* _Exercise text_
__________
Anxiety is on the rise among America’s youth. Now more than ever, it’s essential that parents take steps to empower anxiety-troubled kids by providing them with an outlet for self-expression.

A recent survey of American teens reveals that 70% of respondents have observed problems with anxiety and depression among their peers. No matter what your socioeconomic status or background, anxiety can pose a severe threat to your children.

What’s Stressing Kids Out?

The top concern among today’s kids is performing well in school. The Pew Research study reveals that 61% of responding teens worry about earning good grades. Roughly half of the surveyed teens believe that alcohol and drug addiction are major problems for today’s youth. Approximately 30% worry about their appearance and the same percentage worries about social status. These issues worry teens to the point where it can lead to anxiety. Once teens enter high school, many of them worry about whether they’ll achieve their goals after graduation.

You can intervene to help your kids learn how to cope with anxiety—even when they’re young. The following are four activities to help kids deal with anxiety.
__________
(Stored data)

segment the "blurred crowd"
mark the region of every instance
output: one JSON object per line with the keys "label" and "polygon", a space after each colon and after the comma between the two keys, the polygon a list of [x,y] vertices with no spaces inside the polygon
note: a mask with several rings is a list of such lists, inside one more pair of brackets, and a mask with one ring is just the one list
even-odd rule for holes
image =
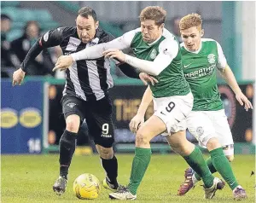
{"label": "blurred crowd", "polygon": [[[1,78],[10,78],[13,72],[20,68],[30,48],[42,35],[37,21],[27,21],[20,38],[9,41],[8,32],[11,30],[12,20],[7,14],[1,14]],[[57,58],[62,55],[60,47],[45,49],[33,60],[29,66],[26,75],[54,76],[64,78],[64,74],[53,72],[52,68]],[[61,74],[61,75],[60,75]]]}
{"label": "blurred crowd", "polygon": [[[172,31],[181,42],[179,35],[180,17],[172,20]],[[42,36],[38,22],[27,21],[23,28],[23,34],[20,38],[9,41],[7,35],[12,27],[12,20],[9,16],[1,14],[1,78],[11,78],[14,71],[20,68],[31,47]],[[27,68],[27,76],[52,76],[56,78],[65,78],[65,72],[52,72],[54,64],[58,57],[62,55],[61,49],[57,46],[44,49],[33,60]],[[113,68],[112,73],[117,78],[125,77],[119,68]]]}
__________
* _Required work_
1. Summarize the passage on youth anxiety in two sentences.
2. Rewrite the passage on youth anxiety between "A recent survey" and "Stressing Kids Out?", inclusive, renaming "survey" as "poll".

* _Per-task answers_
1. Anxiety is rising among America's youth: a recent survey found that 70% of teens have seen anxiety and depression among their peers, so parents should give anxious kids an outlet for self-expression. School performance is the top concern for teens, and addiction, appearance, social status and post-graduation goals also worry them, but parents can help even young children learn to cope.

2.
A recent poll of American teens reveals that 70% of respondents have observed problems with anxiety and depression among their peers. No matter what your socioeconomic status or background, anxiety can pose a severe threat to your children.

What’s Stressing Kids Out?